* [AIM OF THE EXERCISE]: Gather every line of the listing below that contains the string "athletic", treating uppercase and lowercase letters as different.

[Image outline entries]

Begin

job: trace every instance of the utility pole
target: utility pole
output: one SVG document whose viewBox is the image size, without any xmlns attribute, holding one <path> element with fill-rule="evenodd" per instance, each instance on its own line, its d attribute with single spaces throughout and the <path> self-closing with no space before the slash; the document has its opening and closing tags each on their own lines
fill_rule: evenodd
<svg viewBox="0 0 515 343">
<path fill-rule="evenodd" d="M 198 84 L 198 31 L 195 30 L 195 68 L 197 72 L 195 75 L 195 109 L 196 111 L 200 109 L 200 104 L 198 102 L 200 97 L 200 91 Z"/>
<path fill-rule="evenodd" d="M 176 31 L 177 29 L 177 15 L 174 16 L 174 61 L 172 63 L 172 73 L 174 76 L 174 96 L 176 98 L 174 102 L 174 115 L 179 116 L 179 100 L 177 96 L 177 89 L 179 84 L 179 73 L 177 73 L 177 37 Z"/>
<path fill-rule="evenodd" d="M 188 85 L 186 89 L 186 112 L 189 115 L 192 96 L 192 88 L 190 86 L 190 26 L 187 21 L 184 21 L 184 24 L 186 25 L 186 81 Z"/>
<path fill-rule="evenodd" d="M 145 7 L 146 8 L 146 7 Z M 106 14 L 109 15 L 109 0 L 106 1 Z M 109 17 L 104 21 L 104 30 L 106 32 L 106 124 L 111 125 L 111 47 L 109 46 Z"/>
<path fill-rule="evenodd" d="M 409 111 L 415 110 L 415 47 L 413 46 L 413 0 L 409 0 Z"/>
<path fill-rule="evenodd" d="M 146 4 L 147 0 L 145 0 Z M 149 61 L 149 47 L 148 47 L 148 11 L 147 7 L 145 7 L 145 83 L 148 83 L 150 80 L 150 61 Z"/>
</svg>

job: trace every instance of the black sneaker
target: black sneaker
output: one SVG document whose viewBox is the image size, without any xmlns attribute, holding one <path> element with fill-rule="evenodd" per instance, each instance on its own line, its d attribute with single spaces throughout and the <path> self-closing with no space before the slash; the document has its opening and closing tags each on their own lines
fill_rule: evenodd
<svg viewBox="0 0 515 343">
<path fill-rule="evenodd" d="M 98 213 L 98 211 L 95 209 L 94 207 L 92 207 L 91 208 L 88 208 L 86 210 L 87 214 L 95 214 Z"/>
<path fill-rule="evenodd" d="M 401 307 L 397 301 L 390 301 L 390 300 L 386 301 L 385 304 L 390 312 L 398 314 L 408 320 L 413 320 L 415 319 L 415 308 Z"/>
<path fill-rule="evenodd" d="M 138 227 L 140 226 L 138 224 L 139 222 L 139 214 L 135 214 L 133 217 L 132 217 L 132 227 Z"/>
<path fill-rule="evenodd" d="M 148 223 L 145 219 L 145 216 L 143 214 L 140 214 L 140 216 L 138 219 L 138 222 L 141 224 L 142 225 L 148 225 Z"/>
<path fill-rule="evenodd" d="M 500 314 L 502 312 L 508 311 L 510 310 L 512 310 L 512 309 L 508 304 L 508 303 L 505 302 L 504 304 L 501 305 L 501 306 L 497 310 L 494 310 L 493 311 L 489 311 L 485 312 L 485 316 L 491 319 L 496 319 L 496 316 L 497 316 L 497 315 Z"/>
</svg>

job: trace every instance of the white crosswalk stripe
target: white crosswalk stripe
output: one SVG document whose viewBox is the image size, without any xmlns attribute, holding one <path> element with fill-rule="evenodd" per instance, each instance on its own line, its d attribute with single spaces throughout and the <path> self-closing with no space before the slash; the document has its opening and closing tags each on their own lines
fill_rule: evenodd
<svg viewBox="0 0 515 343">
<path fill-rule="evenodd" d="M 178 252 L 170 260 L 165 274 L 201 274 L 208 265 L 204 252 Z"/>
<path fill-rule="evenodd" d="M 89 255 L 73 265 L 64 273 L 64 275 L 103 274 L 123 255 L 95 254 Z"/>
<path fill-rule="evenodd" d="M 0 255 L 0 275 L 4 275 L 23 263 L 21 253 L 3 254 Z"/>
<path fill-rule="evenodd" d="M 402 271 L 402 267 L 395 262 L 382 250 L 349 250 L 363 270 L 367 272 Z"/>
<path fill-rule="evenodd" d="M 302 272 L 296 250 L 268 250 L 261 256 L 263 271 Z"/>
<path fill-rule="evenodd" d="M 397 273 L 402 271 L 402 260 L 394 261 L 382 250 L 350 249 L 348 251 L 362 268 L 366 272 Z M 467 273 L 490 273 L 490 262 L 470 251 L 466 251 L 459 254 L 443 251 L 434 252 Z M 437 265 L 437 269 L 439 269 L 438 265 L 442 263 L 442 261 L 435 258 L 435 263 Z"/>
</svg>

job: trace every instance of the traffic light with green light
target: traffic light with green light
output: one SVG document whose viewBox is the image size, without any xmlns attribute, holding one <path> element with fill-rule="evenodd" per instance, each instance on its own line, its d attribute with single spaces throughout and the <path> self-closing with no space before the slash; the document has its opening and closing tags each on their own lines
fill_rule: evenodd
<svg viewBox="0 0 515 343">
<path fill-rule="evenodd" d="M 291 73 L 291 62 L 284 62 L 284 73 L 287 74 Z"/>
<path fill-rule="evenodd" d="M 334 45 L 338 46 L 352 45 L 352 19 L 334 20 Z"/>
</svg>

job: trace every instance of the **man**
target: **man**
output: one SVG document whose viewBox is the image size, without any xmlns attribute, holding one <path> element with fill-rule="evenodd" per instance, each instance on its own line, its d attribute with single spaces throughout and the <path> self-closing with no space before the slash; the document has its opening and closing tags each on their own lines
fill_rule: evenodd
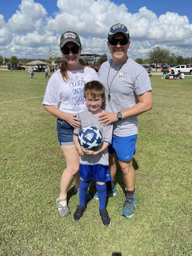
<svg viewBox="0 0 192 256">
<path fill-rule="evenodd" d="M 126 188 L 121 216 L 129 218 L 134 214 L 136 205 L 133 156 L 138 132 L 137 116 L 152 109 L 152 88 L 145 69 L 127 56 L 130 40 L 125 26 L 118 24 L 111 28 L 108 46 L 112 59 L 103 63 L 99 71 L 99 80 L 105 89 L 106 111 L 99 116 L 99 120 L 104 125 L 114 123 L 112 145 L 109 147 L 112 180 L 108 185 L 107 196 L 116 195 L 117 158 Z"/>
</svg>

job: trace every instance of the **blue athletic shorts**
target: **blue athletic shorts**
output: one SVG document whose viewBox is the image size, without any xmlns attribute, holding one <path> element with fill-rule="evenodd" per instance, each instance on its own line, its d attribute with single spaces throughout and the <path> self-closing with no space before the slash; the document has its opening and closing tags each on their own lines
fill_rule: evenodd
<svg viewBox="0 0 192 256">
<path fill-rule="evenodd" d="M 74 128 L 67 122 L 57 118 L 57 131 L 58 140 L 60 145 L 73 145 L 73 140 Z"/>
<path fill-rule="evenodd" d="M 108 147 L 110 154 L 115 152 L 120 161 L 130 160 L 135 154 L 137 135 L 127 137 L 113 135 L 112 144 Z"/>
<path fill-rule="evenodd" d="M 109 165 L 101 164 L 86 165 L 80 164 L 79 176 L 84 181 L 89 180 L 91 177 L 95 181 L 100 182 L 106 182 L 111 180 Z"/>
</svg>

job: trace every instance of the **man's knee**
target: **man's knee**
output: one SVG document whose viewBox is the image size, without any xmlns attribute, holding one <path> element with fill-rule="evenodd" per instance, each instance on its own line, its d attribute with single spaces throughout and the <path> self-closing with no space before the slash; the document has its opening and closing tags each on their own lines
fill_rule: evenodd
<svg viewBox="0 0 192 256">
<path fill-rule="evenodd" d="M 76 166 L 74 165 L 72 167 L 67 167 L 64 170 L 64 172 L 68 172 L 72 176 L 75 175 L 78 172 L 79 169 L 79 166 L 77 165 Z"/>
<path fill-rule="evenodd" d="M 118 162 L 121 172 L 123 174 L 128 174 L 130 172 L 135 170 L 133 165 L 132 159 L 126 161 L 119 160 Z"/>
</svg>

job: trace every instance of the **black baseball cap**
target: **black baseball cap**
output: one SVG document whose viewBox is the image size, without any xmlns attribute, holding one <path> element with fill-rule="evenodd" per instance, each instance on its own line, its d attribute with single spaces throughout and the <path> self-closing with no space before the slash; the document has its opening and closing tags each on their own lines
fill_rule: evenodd
<svg viewBox="0 0 192 256">
<path fill-rule="evenodd" d="M 81 45 L 79 36 L 72 31 L 67 31 L 62 34 L 60 39 L 60 47 L 62 48 L 68 42 L 73 42 L 78 46 Z"/>
</svg>

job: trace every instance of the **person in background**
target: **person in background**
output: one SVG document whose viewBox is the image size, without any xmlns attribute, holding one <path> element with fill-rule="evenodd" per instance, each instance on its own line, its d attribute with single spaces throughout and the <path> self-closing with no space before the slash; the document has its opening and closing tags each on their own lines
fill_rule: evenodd
<svg viewBox="0 0 192 256">
<path fill-rule="evenodd" d="M 67 204 L 67 191 L 75 178 L 75 194 L 78 193 L 79 187 L 79 156 L 73 141 L 73 130 L 80 125 L 77 114 L 86 109 L 84 83 L 97 80 L 98 77 L 96 72 L 87 67 L 80 58 L 82 47 L 76 33 L 63 33 L 60 47 L 63 61 L 60 69 L 49 80 L 42 104 L 47 111 L 57 118 L 58 139 L 66 167 L 62 174 L 60 195 L 56 203 L 60 215 L 67 217 L 71 214 Z"/>
<path fill-rule="evenodd" d="M 45 69 L 45 72 L 46 72 L 46 78 L 47 78 L 47 76 L 49 76 L 49 78 L 50 78 L 50 76 L 48 75 L 48 70 L 47 69 L 47 67 L 46 67 Z"/>
<path fill-rule="evenodd" d="M 29 71 L 30 74 L 31 74 L 31 79 L 33 79 L 33 76 L 34 76 L 34 73 L 33 73 L 33 68 L 32 67 L 31 67 L 31 69 Z"/>
<path fill-rule="evenodd" d="M 184 79 L 185 78 L 185 75 L 181 71 L 178 76 L 178 78 L 180 79 Z"/>
</svg>

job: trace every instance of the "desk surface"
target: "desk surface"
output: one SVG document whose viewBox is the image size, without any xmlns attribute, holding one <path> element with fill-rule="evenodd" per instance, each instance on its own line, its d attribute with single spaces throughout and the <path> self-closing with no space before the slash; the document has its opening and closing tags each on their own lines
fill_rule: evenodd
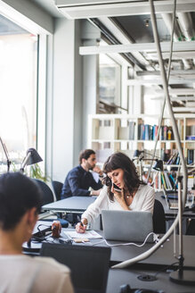
<svg viewBox="0 0 195 293">
<path fill-rule="evenodd" d="M 98 231 L 102 235 L 102 231 Z M 99 242 L 100 239 L 92 240 L 93 243 Z M 117 241 L 109 241 L 110 244 L 120 243 Z M 176 235 L 176 254 L 178 255 L 178 235 Z M 107 246 L 102 242 L 100 244 Z M 120 263 L 133 257 L 139 255 L 140 254 L 147 251 L 153 246 L 151 243 L 146 243 L 142 247 L 137 247 L 135 246 L 119 246 L 111 247 L 111 262 Z M 195 247 L 195 237 L 183 235 L 183 256 L 184 265 L 195 267 L 195 254 L 193 253 Z M 172 235 L 164 245 L 159 247 L 150 257 L 142 261 L 142 264 L 155 264 L 155 265 L 170 265 L 177 262 L 177 259 L 174 256 L 174 236 Z"/>
<path fill-rule="evenodd" d="M 71 197 L 42 206 L 44 211 L 83 213 L 97 197 Z"/>
<path fill-rule="evenodd" d="M 171 210 L 168 208 L 165 198 L 163 198 L 161 196 L 163 195 L 163 192 L 156 192 L 155 194 L 155 198 L 159 200 L 160 203 L 163 205 L 164 210 L 165 210 L 165 213 L 166 213 L 166 217 L 168 218 L 175 218 L 175 216 L 177 215 L 177 212 L 178 210 Z M 183 218 L 195 218 L 195 213 L 194 212 L 191 212 L 191 211 L 184 211 L 183 213 Z"/>
<path fill-rule="evenodd" d="M 63 229 L 61 236 L 66 238 L 64 231 L 68 229 Z M 98 231 L 102 234 L 102 231 Z M 101 239 L 92 240 L 92 244 L 100 242 Z M 56 239 L 57 241 L 57 239 Z M 56 242 L 57 243 L 57 242 Z M 110 241 L 110 243 L 118 243 Z M 178 236 L 176 236 L 176 243 L 178 243 Z M 78 244 L 77 244 L 78 245 Z M 83 244 L 79 244 L 83 245 Z M 86 244 L 90 245 L 90 244 Z M 38 244 L 40 247 L 40 244 Z M 99 244 L 99 246 L 106 246 L 104 243 Z M 146 244 L 143 247 L 111 247 L 111 262 L 118 263 L 129 258 L 134 257 L 143 251 L 150 248 L 152 244 Z M 177 245 L 178 247 L 178 245 Z M 183 247 L 184 247 L 184 265 L 195 267 L 195 254 L 193 253 L 195 247 L 194 236 L 183 236 Z M 182 293 L 195 292 L 195 286 L 183 286 L 177 285 L 169 280 L 168 273 L 159 272 L 158 274 L 158 280 L 155 281 L 143 282 L 137 279 L 140 274 L 152 274 L 155 275 L 161 269 L 164 269 L 167 265 L 170 265 L 175 263 L 176 259 L 173 256 L 173 236 L 169 241 L 167 241 L 163 247 L 159 247 L 151 256 L 140 262 L 128 269 L 110 269 L 107 293 L 118 293 L 119 288 L 123 284 L 129 284 L 132 289 L 158 289 L 163 290 L 165 293 Z M 146 266 L 147 264 L 147 266 Z M 161 268 L 157 266 L 161 265 Z M 155 268 L 154 268 L 155 267 Z"/>
<path fill-rule="evenodd" d="M 169 280 L 169 274 L 160 272 L 157 280 L 142 281 L 137 279 L 141 274 L 155 275 L 158 271 L 110 269 L 107 284 L 107 293 L 118 293 L 121 285 L 129 284 L 131 289 L 163 290 L 165 293 L 194 293 L 195 286 L 178 285 Z"/>
<path fill-rule="evenodd" d="M 48 225 L 48 223 L 47 223 Z M 73 229 L 62 229 L 61 237 L 67 239 L 64 231 L 74 230 Z M 102 235 L 102 231 L 97 231 L 99 234 Z M 97 243 L 98 246 L 107 247 L 105 242 L 98 242 L 102 239 L 91 239 L 90 243 L 86 245 L 94 245 Z M 59 243 L 58 239 L 55 239 L 55 243 Z M 118 241 L 109 241 L 110 244 L 121 244 Z M 178 235 L 176 235 L 176 253 L 178 254 Z M 79 244 L 83 245 L 83 244 Z M 131 258 L 134 258 L 140 254 L 147 251 L 153 246 L 151 243 L 146 243 L 142 247 L 137 247 L 134 246 L 118 246 L 111 247 L 111 256 L 110 261 L 114 264 L 120 263 Z M 23 247 L 27 248 L 27 244 L 23 244 Z M 37 251 L 40 249 L 41 244 L 32 243 L 32 248 Z M 195 237 L 183 235 L 183 256 L 184 256 L 184 265 L 189 267 L 195 267 L 195 254 L 193 253 L 195 247 Z M 168 241 L 166 241 L 164 245 L 159 247 L 153 255 L 151 255 L 147 259 L 140 262 L 140 264 L 147 264 L 148 265 L 170 265 L 177 261 L 174 256 L 174 236 L 172 235 Z"/>
</svg>

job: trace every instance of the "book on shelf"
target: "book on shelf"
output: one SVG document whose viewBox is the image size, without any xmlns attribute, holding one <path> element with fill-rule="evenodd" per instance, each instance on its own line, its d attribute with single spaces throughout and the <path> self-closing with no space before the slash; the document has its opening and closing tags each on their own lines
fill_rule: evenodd
<svg viewBox="0 0 195 293">
<path fill-rule="evenodd" d="M 185 137 L 186 140 L 195 140 L 195 135 L 187 135 Z"/>
<path fill-rule="evenodd" d="M 186 136 L 195 137 L 195 125 L 186 126 Z"/>
<path fill-rule="evenodd" d="M 129 128 L 129 139 L 134 140 L 134 121 L 129 121 L 128 122 L 128 128 Z"/>
<path fill-rule="evenodd" d="M 166 190 L 175 190 L 178 188 L 174 175 L 167 171 L 161 173 L 161 183 Z"/>
<path fill-rule="evenodd" d="M 187 164 L 194 163 L 194 149 L 187 150 Z"/>
</svg>

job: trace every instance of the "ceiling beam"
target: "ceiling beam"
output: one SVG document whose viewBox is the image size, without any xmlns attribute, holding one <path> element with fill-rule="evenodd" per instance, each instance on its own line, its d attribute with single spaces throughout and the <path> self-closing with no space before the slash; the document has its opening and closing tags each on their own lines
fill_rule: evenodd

End

* [THE COMPLETED TASK]:
job: trace every instance of the **blue athletic shorts**
target: **blue athletic shorts**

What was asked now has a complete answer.